SUPPLIED DATA |

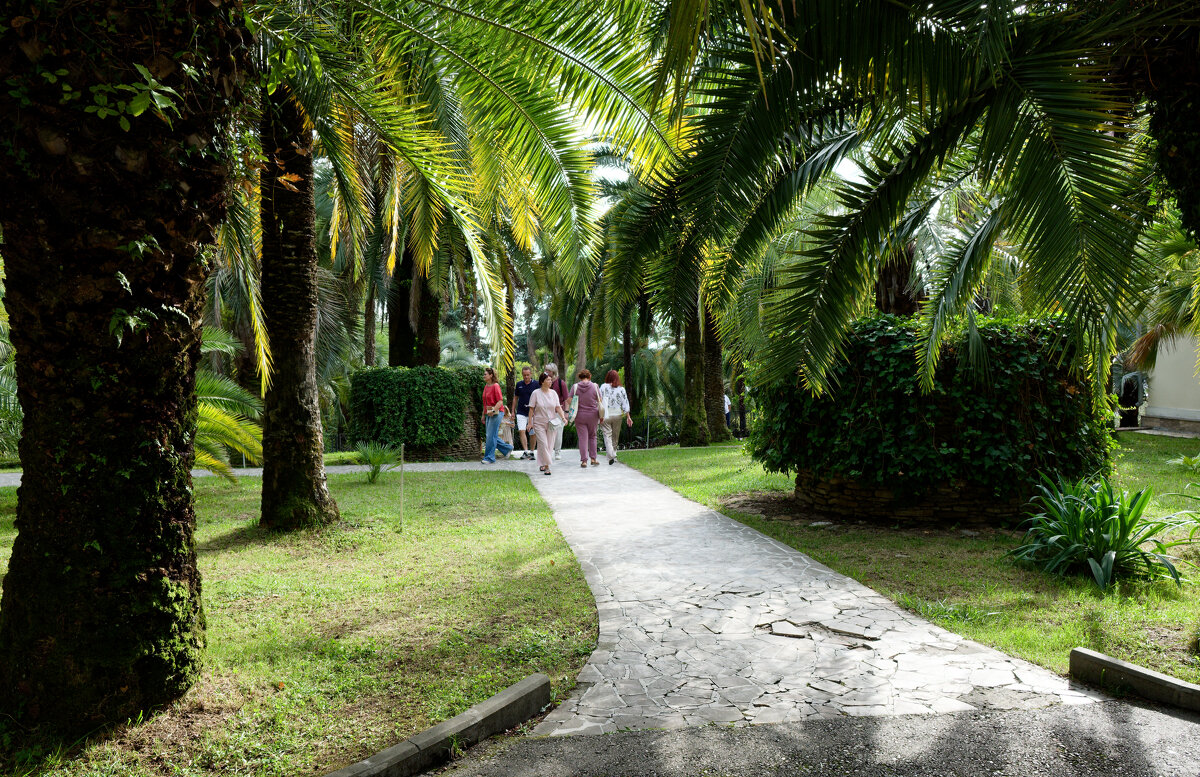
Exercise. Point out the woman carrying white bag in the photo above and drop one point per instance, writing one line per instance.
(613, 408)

---

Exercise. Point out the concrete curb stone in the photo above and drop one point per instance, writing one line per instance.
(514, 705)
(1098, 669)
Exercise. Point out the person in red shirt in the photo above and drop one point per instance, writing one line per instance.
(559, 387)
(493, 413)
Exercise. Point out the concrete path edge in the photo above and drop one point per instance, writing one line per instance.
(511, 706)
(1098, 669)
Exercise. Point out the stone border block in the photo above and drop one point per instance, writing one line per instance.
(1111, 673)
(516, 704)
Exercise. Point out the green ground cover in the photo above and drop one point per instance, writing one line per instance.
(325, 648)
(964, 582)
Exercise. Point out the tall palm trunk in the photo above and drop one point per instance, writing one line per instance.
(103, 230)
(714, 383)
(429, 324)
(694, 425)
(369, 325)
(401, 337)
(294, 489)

==

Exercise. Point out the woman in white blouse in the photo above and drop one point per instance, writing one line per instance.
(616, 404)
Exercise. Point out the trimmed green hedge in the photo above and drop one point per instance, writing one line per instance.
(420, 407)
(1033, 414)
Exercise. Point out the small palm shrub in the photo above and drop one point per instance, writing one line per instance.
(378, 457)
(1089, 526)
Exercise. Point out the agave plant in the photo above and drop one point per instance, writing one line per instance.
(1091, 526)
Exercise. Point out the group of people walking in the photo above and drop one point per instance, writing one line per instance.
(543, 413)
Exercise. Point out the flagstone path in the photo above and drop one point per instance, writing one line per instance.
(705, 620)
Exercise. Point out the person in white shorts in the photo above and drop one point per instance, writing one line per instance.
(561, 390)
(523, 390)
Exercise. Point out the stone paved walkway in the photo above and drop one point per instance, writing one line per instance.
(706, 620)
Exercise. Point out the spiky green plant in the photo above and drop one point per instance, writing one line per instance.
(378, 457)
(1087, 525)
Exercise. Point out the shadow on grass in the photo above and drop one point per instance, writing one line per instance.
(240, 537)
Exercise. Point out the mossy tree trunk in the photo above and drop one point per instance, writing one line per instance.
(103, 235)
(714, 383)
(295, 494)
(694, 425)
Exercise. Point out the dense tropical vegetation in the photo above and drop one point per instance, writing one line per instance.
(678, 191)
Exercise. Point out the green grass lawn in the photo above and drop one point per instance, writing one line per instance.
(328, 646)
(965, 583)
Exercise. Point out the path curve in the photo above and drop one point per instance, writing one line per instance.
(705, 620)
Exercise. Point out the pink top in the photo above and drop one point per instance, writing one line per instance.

PROBLEM TO SOLVE | Write down exactly the span of lines above from the one containing "Exercise. Point out the dense" to the one containing "Exercise. Point out the pink", both ends included.

WRITTEN REPLY |
Exercise. Point out the dense tropical vegetation in the photo above and drop one point per instance, writing one line per instance.
(678, 191)
Exercise. Point out the green grass lawn in the photo above and drop one point per instance, writing one line per instance.
(328, 646)
(965, 583)
Exercise. Point out the path curve in the photo above and drop one point per instance, writing one line per instance.
(705, 620)
Exercise. Point out the pink top in the photo above and drop one point per instance, writing one line per instance.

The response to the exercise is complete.